Aufgaben:
1 - Beantworte zum Textauszug über den Schweizer Vorbezug die folgenden Fragen und kennzeichne die Antworten ebenso mit (a), (b) und (c):
(a) Was ist der Vorbezug von einer Schweizer Pensionskasse laut dem ersten Absatz nicht?
(b) Nach welchem Artikel des DBA-Schweiz ist die Besteuerung des Vorbezugs ausschließlich Deutschland vorbehalten?
(c) Zu welchen Einkünften gehört der Vorbezug nach deutschem Recht?
2 - Greife den Textauszug über die Besteuerung des Schweizer Vorbezugs an seinem Ende auf und schreibe ihn weiter.

Textauszug:
☆ ☆ ☆ ☆ ☆ ☆ ☆
Deutsche Grenzgänger, die in der Schweiz arbeiten, werden nach Art. 15a DBA-Schweiz1 im Ergebnis so behandelt wie Personen, die in Deutschland ansässig und tätig sind2. Der Vorbezug von einer Schweizer Pensionskasse ist kein Arbeitslohn3.

Der ausgezahlte Vorbezug zur Wohneigentumsförderung stellt vielmehr eine Altersrente dar, deren Besteuerung nach Art. 21 DBA-Schweiz ausschließlich Deutschland vorbehalten ist. Nach deutschem Recht gehört der Vorbezug als Leistung einer gesetzlichen Rentenversicherung zu den sonstigen Einkünften i.S. des § 22 Nr. 1 Satz 3 Buchst. a Doppelbuchst. aa EStG.
☆ ☆ ☆ ☆ ☆ ☆ ☆
Extrahierte Daten:
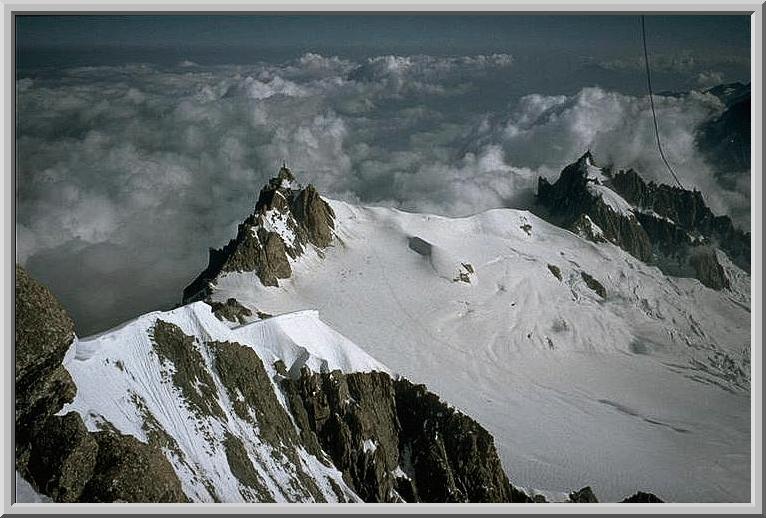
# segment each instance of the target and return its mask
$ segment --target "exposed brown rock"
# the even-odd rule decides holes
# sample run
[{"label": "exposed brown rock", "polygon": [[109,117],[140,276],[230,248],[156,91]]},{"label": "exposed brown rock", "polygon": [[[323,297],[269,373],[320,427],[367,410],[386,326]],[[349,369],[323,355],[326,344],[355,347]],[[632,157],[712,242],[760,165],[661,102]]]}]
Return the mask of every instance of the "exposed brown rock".
[{"label": "exposed brown rock", "polygon": [[130,435],[92,434],[98,443],[93,477],[82,502],[187,502],[173,467],[157,448]]},{"label": "exposed brown rock", "polygon": [[575,504],[597,504],[598,498],[593,494],[590,486],[585,486],[579,491],[569,493],[569,501]]}]

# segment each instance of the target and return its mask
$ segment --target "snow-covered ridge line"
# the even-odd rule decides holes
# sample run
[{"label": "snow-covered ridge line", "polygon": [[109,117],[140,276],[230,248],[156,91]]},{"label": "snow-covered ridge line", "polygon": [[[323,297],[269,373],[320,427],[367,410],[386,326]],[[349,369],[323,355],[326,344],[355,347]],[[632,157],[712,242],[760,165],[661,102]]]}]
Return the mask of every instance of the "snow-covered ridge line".
[{"label": "snow-covered ridge line", "polygon": [[[318,309],[475,417],[514,481],[540,491],[580,487],[587,472],[612,501],[640,487],[672,501],[743,494],[747,470],[725,456],[745,458],[748,444],[746,272],[726,262],[736,290],[718,292],[528,211],[449,218],[328,204],[337,239],[321,255],[304,254],[279,286],[226,273],[211,298],[275,314]],[[463,265],[470,282],[459,281]],[[612,429],[630,431],[603,437]],[[687,454],[691,443],[711,453]],[[705,475],[710,463],[727,466],[725,480]],[[626,464],[636,469],[615,477]],[[680,466],[696,466],[694,482]]]}]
☆ ☆ ☆ ☆ ☆ ☆ ☆
Ergebnisse:
1 -
(a) Kein Arbeitslohn.
(b) Nach Art. 21 DBA-Schweiz.
(c) Zu den sonstigen Einkünften i.S. des § 22 Nr. 1 Satz 3 Buchst. a Doppelbuchst. aa EStG.

2 -
Gemäß § 22 Nr. 1 Satz 3 Buchst. a Doppelbuchst. aa EStG gehören zu den in Satz 1 bezeichneten Einkünften auch Leibrenten und andere Leistungen, die aus den gesetzlichen Rentenversicherungen, den landwirtschaftlichen Alterskassen, den berufsständischen Versorgungseinrichtungen und aus Rentenversicherungen i.S. des § 10 Abs. 1 Nr. 2 Buchst. b EStG erbracht werden, soweit sie jeweils der Besteuerung unterliegen.
Gegenstand der vorstehend genannten Renten und anderen Leistungen sind Zahlungen von gesetzlichen oder privaten Einrichtungen, bei denen die Beitragszahlungen dem Sonderausgabenabzug als Altersvorsorgeaufwendungen gemäß § 10 Abs. 1 Nr. 2, Abs. 3 EStG unterliegen. Der Gesetzgeber hat durch das AltEinkG mit Wirkung ab dem Jahr 2005 die nachgelagerte Besteuerung eingeführt und damit das Prinzip der intertemporalen Korrespondenz verwirklicht4. § 22 Nr. 1 Satz 3 Buchst. a Doppelbuchst. aa EStG erfasst mithin Renten, die auf steuerlich entlasteten Beiträgen beruhen.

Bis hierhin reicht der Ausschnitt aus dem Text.